**EXCERPT TO READ**
☆ ☆ ☆ ☆
When a big earthquake quakes, different sorts of vibes spread through the Earth. Two of the main destructive seismic waves – the P and S – travel at different velocities.  P-waves (Primary or Pressure) will shake your dishes a few minutes before the arrival of the severe side-to-side shakes of the S-waves (Secondary or Shear).  Why? What was the S-wave doing that delayed its visit?

I’m not going to give an explain-like-I’m-five summary. Understanding seismic wave propagation can’t be done like that. And here’s a trigger warning: mathematics is coming up. I usually don’t put much math into this blog because I’ve been told that for each equation a blogger publishes, a hundred readers melt. However, I’m afraid that we will have to melt a few.
☆ ☆ ☆ ☆
**TO BE DONE**
1. Write out the passage on seismic waves word for word, from "When a big earthquake" up to and including "delayed its visit?".
2. For each statement below, say whether it agrees with the passage on seismic waves. Answer yes or no and quote the deciding words. (a) P-waves arrive before S-waves. (b) The author plans to give an explain-like-I'm-five summary. (c) The blog usually contains a lot of math.
3. Continue the passage on seismic waves after its final sentence.

**SUPPLIED DATA**
☆ ☆ ☆ ☆
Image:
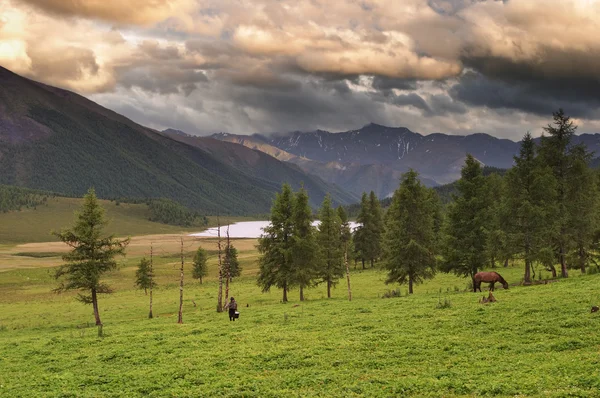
☆ ☆ ☆ ☆
**WRITTEN ANSWERS**
1.
When a big earthquake quakes, different sorts of vibes spread through the Earth. Two of the main destructive seismic waves – the P and S – travel at different velocities.  P-waves (Primary or Pressure) will shake your dishes a few minutes before the arrival of the severe side-to-side shakes of the S-waves (Secondary or Shear).  Why? What was the S-wave doing that delayed its visit?

2.
(a) Yes: "P-waves (Primary or Pressure) will shake your dishes a few minutes before the arrival of the severe side-to-side shakes of the S-waves (Secondary or Shear)."
(b) No: "I’m not going to give an explain-like-I’m-five summary."
(c) No: "I usually don’t put much math into this blog"

3.
This autumn I helped TA a MOOC offered by the University of Illinois (Urbana-Champaign). It was fun, interesting, and dreadfully time-consuming for the TAs. But I accepted the university’s invitation. I helped monitor and advise 3,000 students who were simultaneously suffering through an introduction to Earth science. The course, Planet Earth and You, explained earthquakes, volcanoes, mountain building, ice ages, landslides, floods, plate motion, gold deposits, oil reserves, and gravel pits. The course was particularly ensconced in plate tectonics, my geo-favourite. There was also coverage of societal implications of resource exploitation, plus basic geology and geophysics.

The MOOC was good.  It had excellent videos and challenging assignments.  As one of the folks charged with the task of answering student questions, I had a chance to see what non-geophysicists thought about during those fleeting moments when they thought about the Earth.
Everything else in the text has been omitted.